* _PASSAGE PROVIDED_:
==================================================

Temporarily Disabled: My 6 Weeks in a BootReading Time: 4 minutes
“I think I broke something,” I said calmly as I (not-so-gracefully) exited the Uber SUV.
My friends and I were returning from a Halloween party in the wee hours of Saturday and, while climbing from the back row of the truck, missed the top step and twisted my ankle. Like really twisted it. And yeah, I was wearing high-heeled boots rather than my sensible Doc Martens, but don’t blame the victim.
No one believed me, but every step and toss and turn in my bed was excruciating.
After a visit to Urgent Care on Sunday (where I was told it was merely sprained and given a low boot and crutches). I rested, iced, compressed, and elevated. I decided to seek out a specialist on Monday. I saw the images with my own eyes. A clean break on each side of my ankle. I was given an even bigger boot, a recommendation for a CT scan, and many many instructions.
Sitting in the office, I quickly ran through in my head all my work and personal obligations for the week ahead. And, ironically, I had just written a column about “rapid reflexes” for Thrive Global.
Because writing can be both inspirational to others and a form of self-therapy, I decided to chronicle the six weeks of my experience as a temporarily disabled person and the healing/growth process. Originally, it was just a private journal. But then I figured, what the hell!
I titled it “The Wild and Weird Adventures of Scooter Girl.”
Because I had just dubbed November my month of Gratitude, I’m deeply grateful for all my friends who have been helping me out and for the fact that my injury wasn’t worse.
So, here we go…
Installment 1: The Fall Before the Fall
I love a good challenge.
But I wasn’t expecting to start the holiday season with my right foot in a high air cast, a pair of crutches, and what they call a “knee scooter.”
The universe must have tossed this badly broken ankle at me for some reason, such as:
- I need to re-boot (pun intended) and sit still for a while
- Figuring out who my true friends are is vital at this stage of my life
- I had lost appreciation for the simple things in life (like my health)

==================================================

* _STORED DATA_:
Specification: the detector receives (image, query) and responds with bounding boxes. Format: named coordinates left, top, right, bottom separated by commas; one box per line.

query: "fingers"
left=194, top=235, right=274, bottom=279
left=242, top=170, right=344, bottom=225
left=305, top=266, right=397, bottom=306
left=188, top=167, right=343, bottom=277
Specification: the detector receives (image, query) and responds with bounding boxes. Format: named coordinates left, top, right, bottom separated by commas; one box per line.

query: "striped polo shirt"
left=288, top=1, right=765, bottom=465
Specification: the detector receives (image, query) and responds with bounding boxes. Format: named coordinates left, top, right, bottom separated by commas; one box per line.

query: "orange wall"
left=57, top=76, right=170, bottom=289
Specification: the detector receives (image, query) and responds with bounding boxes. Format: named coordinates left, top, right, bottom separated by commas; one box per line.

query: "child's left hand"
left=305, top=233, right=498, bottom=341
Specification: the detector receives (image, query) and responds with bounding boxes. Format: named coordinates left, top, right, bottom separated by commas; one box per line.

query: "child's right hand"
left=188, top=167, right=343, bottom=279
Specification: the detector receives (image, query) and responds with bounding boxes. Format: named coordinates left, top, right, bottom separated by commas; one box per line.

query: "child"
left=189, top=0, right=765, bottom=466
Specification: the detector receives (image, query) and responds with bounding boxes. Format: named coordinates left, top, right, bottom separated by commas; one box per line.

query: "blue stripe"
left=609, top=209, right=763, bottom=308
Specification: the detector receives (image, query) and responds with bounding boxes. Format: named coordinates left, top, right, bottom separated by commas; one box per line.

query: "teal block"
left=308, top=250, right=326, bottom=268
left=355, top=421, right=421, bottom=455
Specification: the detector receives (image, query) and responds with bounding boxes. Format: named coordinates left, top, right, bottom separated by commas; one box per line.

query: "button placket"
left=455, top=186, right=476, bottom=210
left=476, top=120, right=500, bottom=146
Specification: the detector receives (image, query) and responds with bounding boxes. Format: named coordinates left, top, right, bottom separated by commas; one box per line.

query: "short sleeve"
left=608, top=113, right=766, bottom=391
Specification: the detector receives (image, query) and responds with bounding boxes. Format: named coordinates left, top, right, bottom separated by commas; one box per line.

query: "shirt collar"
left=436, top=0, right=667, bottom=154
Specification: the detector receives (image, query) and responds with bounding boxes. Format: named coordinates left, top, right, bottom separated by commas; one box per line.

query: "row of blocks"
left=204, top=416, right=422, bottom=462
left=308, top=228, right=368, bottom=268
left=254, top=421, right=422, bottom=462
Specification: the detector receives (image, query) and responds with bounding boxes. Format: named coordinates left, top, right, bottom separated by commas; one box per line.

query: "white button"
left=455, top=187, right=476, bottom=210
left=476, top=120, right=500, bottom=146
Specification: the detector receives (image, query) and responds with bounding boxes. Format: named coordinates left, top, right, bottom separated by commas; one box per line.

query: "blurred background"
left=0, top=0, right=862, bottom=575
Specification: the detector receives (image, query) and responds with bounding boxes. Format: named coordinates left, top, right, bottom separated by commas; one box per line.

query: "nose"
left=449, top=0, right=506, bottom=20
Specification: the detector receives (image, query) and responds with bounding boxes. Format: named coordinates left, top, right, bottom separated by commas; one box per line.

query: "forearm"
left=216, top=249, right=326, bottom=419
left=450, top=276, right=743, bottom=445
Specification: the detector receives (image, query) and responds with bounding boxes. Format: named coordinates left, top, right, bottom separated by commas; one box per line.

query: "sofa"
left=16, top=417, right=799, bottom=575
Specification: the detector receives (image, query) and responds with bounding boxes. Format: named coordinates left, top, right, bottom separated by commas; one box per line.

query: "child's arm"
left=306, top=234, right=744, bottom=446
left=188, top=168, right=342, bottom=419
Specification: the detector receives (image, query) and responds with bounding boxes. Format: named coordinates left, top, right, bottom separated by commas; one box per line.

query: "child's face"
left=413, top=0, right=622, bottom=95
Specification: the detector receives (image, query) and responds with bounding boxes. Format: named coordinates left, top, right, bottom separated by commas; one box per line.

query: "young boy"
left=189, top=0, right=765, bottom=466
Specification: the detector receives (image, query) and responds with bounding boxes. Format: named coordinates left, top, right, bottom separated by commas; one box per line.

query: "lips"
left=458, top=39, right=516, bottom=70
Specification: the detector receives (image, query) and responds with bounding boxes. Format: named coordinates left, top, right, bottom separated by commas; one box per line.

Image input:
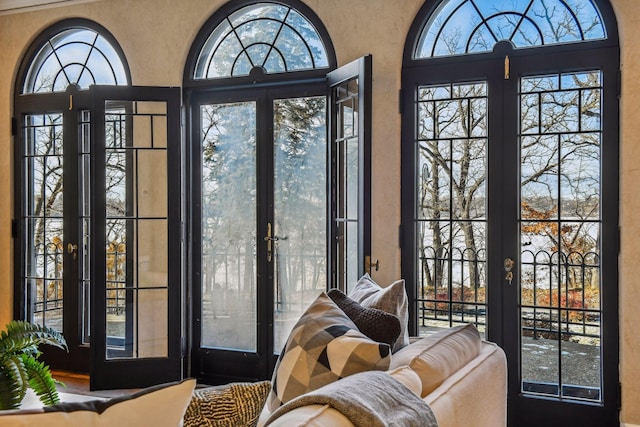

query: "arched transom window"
left=414, top=0, right=606, bottom=59
left=22, top=28, right=129, bottom=93
left=193, top=3, right=329, bottom=80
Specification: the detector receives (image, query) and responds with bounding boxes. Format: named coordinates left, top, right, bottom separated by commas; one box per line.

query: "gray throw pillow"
left=327, top=289, right=400, bottom=346
left=347, top=274, right=409, bottom=353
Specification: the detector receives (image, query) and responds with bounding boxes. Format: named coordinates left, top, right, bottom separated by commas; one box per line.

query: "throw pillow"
left=0, top=379, right=196, bottom=427
left=347, top=274, right=409, bottom=353
left=327, top=289, right=400, bottom=346
left=391, top=324, right=481, bottom=397
left=267, top=292, right=391, bottom=412
left=184, top=381, right=271, bottom=427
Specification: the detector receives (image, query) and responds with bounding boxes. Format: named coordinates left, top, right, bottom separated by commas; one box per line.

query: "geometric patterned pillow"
left=327, top=289, right=400, bottom=346
left=184, top=381, right=271, bottom=427
left=266, top=292, right=391, bottom=412
left=348, top=273, right=409, bottom=353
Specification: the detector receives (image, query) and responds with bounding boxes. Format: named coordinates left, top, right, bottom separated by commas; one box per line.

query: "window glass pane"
left=193, top=2, right=329, bottom=80
left=414, top=0, right=606, bottom=59
left=22, top=113, right=64, bottom=332
left=200, top=102, right=257, bottom=352
left=416, top=82, right=488, bottom=334
left=271, top=96, right=327, bottom=353
left=23, top=28, right=128, bottom=93
left=519, top=72, right=602, bottom=401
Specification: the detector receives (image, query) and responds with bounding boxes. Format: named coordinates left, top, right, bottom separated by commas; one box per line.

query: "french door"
left=189, top=58, right=370, bottom=383
left=402, top=43, right=618, bottom=427
left=15, top=86, right=182, bottom=389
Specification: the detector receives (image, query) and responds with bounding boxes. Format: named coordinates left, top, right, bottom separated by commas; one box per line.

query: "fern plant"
left=0, top=320, right=67, bottom=410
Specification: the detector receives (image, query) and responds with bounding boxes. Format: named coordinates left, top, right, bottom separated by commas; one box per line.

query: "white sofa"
left=258, top=325, right=507, bottom=427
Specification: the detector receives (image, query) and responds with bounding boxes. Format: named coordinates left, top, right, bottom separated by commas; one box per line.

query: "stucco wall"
left=0, top=0, right=640, bottom=424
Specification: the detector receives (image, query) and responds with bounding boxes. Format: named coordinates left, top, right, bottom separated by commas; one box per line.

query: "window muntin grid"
left=22, top=28, right=129, bottom=93
left=413, top=0, right=607, bottom=59
left=193, top=3, right=329, bottom=80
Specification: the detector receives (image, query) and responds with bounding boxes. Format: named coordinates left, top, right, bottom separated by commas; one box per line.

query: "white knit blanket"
left=265, top=371, right=438, bottom=427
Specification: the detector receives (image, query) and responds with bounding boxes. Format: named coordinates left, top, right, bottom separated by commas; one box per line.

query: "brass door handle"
left=504, top=257, right=516, bottom=284
left=264, top=226, right=280, bottom=262
left=67, top=243, right=78, bottom=259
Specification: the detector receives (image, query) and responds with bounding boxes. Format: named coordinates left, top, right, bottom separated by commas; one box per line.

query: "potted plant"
left=0, top=320, right=67, bottom=410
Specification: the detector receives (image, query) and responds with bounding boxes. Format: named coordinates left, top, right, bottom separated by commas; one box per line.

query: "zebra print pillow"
left=184, top=381, right=271, bottom=427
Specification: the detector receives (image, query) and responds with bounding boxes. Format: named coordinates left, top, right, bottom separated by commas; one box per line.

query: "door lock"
left=504, top=257, right=515, bottom=284
left=67, top=243, right=78, bottom=259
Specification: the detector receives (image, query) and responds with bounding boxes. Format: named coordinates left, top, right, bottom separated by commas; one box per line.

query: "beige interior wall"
left=0, top=0, right=640, bottom=424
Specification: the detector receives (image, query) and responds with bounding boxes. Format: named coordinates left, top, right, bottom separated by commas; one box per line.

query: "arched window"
left=413, top=0, right=606, bottom=59
left=184, top=0, right=370, bottom=381
left=402, top=0, right=619, bottom=426
left=21, top=24, right=130, bottom=93
left=14, top=19, right=182, bottom=388
left=193, top=2, right=329, bottom=79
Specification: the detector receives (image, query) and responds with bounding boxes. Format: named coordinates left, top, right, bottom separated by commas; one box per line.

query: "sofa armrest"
left=424, top=341, right=507, bottom=427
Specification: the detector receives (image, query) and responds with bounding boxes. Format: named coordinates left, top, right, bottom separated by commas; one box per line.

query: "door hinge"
left=618, top=69, right=622, bottom=99
left=618, top=227, right=622, bottom=255
left=618, top=382, right=622, bottom=411
left=504, top=55, right=511, bottom=80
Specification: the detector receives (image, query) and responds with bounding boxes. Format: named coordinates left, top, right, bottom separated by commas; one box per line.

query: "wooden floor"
left=51, top=370, right=140, bottom=398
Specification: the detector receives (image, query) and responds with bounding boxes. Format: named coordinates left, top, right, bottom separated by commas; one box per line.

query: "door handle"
left=264, top=222, right=280, bottom=262
left=504, top=257, right=516, bottom=284
left=67, top=243, right=78, bottom=259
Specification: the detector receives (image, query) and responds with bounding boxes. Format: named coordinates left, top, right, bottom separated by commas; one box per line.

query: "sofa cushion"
left=347, top=274, right=409, bottom=353
left=267, top=292, right=391, bottom=412
left=0, top=379, right=196, bottom=427
left=327, top=289, right=400, bottom=346
left=184, top=381, right=271, bottom=427
left=391, top=324, right=482, bottom=397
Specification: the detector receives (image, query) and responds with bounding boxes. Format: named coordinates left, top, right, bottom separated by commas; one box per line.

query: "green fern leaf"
left=0, top=320, right=67, bottom=360
left=0, top=367, right=24, bottom=410
left=2, top=355, right=29, bottom=401
left=22, top=354, right=60, bottom=406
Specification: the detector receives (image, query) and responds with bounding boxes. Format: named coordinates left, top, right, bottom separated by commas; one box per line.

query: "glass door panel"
left=105, top=101, right=168, bottom=359
left=91, top=87, right=182, bottom=389
left=327, top=55, right=377, bottom=292
left=519, top=71, right=602, bottom=401
left=415, top=82, right=489, bottom=335
left=200, top=101, right=258, bottom=352
left=22, top=113, right=65, bottom=332
left=268, top=96, right=327, bottom=354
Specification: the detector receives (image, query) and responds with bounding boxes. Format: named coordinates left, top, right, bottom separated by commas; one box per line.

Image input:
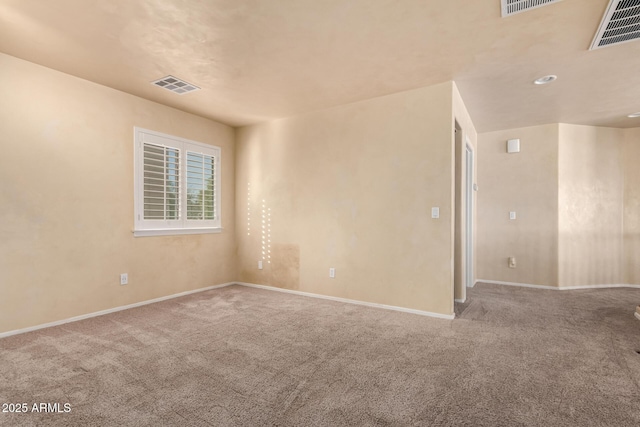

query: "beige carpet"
left=0, top=284, right=640, bottom=426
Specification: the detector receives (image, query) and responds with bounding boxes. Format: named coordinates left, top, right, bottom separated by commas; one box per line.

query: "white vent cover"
left=151, top=76, right=200, bottom=95
left=589, top=0, right=640, bottom=50
left=502, top=0, right=562, bottom=18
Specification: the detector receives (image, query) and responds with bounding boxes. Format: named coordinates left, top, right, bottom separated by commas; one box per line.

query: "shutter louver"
left=143, top=143, right=180, bottom=220
left=187, top=152, right=216, bottom=220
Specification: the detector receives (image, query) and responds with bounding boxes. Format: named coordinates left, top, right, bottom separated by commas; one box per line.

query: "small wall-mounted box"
left=507, top=139, right=520, bottom=153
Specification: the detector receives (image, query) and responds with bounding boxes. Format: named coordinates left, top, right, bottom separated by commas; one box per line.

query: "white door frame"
left=464, top=142, right=475, bottom=288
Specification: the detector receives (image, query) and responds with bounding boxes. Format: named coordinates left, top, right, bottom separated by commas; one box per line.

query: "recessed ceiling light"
left=533, top=74, right=558, bottom=85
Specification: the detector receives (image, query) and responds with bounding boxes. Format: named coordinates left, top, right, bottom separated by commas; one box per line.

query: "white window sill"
left=133, top=228, right=222, bottom=237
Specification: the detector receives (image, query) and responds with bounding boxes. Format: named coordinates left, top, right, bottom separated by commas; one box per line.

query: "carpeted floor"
left=0, top=284, right=640, bottom=426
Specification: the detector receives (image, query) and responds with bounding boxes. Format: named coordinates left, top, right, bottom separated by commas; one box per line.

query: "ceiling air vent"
left=589, top=0, right=640, bottom=50
left=151, top=76, right=200, bottom=95
left=502, top=0, right=562, bottom=18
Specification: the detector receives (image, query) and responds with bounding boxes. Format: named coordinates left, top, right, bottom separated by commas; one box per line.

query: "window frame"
left=133, top=127, right=222, bottom=237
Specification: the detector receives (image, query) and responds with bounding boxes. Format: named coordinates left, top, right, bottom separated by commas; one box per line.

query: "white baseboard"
left=0, top=282, right=235, bottom=338
left=476, top=279, right=640, bottom=291
left=236, top=282, right=455, bottom=320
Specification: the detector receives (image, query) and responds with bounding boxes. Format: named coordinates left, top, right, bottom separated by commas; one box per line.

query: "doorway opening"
left=453, top=121, right=474, bottom=303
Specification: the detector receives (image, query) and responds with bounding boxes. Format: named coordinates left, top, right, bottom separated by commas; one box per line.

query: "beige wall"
left=236, top=82, right=464, bottom=314
left=0, top=54, right=236, bottom=332
left=558, top=124, right=624, bottom=287
left=622, top=128, right=640, bottom=285
left=476, top=124, right=558, bottom=286
left=477, top=124, right=640, bottom=287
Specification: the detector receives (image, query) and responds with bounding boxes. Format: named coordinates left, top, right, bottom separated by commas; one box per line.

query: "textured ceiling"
left=0, top=0, right=640, bottom=132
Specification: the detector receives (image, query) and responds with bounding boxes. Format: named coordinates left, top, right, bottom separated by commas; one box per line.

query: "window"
left=134, top=128, right=221, bottom=236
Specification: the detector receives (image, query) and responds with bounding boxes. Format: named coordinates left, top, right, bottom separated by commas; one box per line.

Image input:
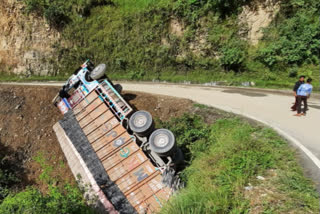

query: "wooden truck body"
left=54, top=61, right=180, bottom=213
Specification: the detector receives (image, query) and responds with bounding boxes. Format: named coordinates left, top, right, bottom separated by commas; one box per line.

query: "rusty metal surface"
left=74, top=89, right=172, bottom=213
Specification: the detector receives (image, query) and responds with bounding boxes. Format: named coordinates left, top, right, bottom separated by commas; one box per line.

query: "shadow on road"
left=222, top=89, right=267, bottom=97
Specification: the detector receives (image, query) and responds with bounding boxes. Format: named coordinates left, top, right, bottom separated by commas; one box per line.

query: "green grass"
left=161, top=115, right=319, bottom=214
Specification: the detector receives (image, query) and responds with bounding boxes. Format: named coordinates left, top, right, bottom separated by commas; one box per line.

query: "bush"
left=220, top=40, right=247, bottom=72
left=0, top=185, right=94, bottom=214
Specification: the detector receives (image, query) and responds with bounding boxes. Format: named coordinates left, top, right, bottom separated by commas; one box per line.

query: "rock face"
left=0, top=0, right=60, bottom=75
left=238, top=0, right=280, bottom=45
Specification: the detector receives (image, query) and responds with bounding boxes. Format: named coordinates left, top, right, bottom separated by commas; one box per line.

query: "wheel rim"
left=154, top=134, right=169, bottom=148
left=133, top=115, right=147, bottom=128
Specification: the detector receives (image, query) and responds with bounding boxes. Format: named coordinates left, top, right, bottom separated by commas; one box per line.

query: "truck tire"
left=149, top=129, right=177, bottom=157
left=114, top=84, right=122, bottom=94
left=173, top=148, right=184, bottom=166
left=90, top=64, right=107, bottom=80
left=129, top=111, right=154, bottom=137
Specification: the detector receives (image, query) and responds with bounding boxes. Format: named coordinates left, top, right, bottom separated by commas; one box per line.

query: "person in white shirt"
left=294, top=78, right=312, bottom=117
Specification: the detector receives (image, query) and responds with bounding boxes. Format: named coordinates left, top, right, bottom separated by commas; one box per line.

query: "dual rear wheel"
left=129, top=111, right=176, bottom=157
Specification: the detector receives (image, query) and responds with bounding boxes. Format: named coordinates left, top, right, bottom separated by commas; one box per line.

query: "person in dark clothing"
left=291, top=75, right=306, bottom=111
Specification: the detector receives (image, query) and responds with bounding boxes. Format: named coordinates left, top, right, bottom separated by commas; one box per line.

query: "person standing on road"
left=291, top=75, right=306, bottom=111
left=294, top=78, right=312, bottom=116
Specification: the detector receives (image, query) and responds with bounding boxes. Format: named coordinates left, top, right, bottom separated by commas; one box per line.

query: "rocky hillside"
left=0, top=0, right=61, bottom=75
left=0, top=0, right=320, bottom=81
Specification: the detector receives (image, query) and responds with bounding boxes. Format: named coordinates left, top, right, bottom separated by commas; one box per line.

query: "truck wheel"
left=114, top=84, right=122, bottom=94
left=149, top=129, right=177, bottom=157
left=173, top=148, right=184, bottom=166
left=90, top=64, right=107, bottom=80
left=129, top=111, right=154, bottom=137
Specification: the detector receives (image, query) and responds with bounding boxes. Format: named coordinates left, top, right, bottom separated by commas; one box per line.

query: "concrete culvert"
left=129, top=111, right=154, bottom=137
left=149, top=129, right=177, bottom=156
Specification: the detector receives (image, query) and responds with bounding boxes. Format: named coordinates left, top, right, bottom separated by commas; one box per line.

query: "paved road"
left=0, top=82, right=320, bottom=190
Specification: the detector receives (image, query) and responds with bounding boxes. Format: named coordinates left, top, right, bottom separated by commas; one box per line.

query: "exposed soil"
left=0, top=85, right=198, bottom=191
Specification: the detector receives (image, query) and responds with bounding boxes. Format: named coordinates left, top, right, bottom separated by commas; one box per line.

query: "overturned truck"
left=53, top=60, right=183, bottom=213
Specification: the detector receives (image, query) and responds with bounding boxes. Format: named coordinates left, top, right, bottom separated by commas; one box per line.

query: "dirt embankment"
left=0, top=85, right=202, bottom=191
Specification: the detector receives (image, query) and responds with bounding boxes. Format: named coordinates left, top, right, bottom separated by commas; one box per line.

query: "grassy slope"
left=158, top=109, right=319, bottom=214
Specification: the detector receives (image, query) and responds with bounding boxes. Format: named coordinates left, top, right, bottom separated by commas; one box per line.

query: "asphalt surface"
left=2, top=82, right=320, bottom=191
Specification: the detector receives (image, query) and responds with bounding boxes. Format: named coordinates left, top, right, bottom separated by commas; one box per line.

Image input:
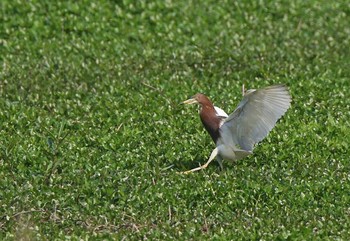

==================================================

* _ACTIONS TO TAKE_:
• 1. From the broken-ankle account, list every reason the writer gives for why the universe may have tossed the injury at her.
• 2. Carry the broken-ankle account forward from its final sentence.

* _YOUR WRITTEN ANSWERS_:
• 1.
- She needs to re-boot and sit still for a while
- Figuring out who her true friends are is vital at this stage of her life
- She had lost appreciation for the simple things in life, like her health

• 2.
- The lesson that “high heels are usually not a great idea for me” had not yet been learned
- My Medicare benefits hadn’t been fully utilized in 2021
So, here I am.
Sitting in my apartment in the aforementioned air cast, awaiting my scooter delivery.
I was able to navigate the shower this AM, so at least I don’t smell and my hair will look better. No one likes a physically-challenged woman with dirty and disheveled hair.
And I have tentative plans to try out my new scooter for happy hour across the street.
Nothing can keep a scooter girl in the corner. But I will be VERY careful over the next six weeks.
Installment 2: Not-so-Kinky Boot
I ended up returning the scooter because it was big and clunky and made me feel like an invalid (invalidated?) Iordered a lightweight lime green one from Amazon, along with accessories (memory foam seat and basket…I didn’t see streamers and a bell). Blessings, Bezos!
Although I’m joking on the outside, I’m aching on the inside (literally). I ventured out to an event yesterday and am paying the price. My new insights:
- Some bathrooms for the disabled are as far away from the entrance as possible, which makes no sense to me. But I’m digging that rail on the side to prevent slip and falls.
- Most people are genuinely concerned and helpful when they see someone who can’t walk. I may leave the boot on for the rest of the year, so my colleagues will give me rides and bring me coffee.
- Many activities CAN be done without a foot, including:
- Watching Netflix (although I do way too much of that)
- Learning new stuff online (ditto)
- Talking to friends on the phone
- Addressing holiday cards (which will be done WAY early this year, although I’ll have to figure out the stamp and mailing thing)
I may hire a short-term personal assistant this month, but that seems kinda bougie. I’ve been surfing Care.com for candidates. I keep thinking about Kramerica.
Installment 3: Reality Sinks In
Learning to live with a disability (even if it’s for a mere six weeks) is clearly a process.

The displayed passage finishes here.